Region labeling entries
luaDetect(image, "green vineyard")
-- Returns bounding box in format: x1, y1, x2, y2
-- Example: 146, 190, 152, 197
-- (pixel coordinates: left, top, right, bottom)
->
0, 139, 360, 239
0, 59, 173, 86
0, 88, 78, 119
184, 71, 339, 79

**JOB**. Turn the lines of these entries into a numbered list, omitting any blank lines.

**WORKED SOLUTION**.
1. luaDetect(image, "green vineyard")
2. -- Returns bounding box in format: x1, y1, x2, y2
3. -- Example: 146, 190, 152, 197
4. -- (pixel coordinates: left, top, right, bottom)
5. ->
6. 0, 139, 360, 239
7. 0, 59, 173, 86
8. 0, 88, 78, 119
9. 184, 71, 339, 79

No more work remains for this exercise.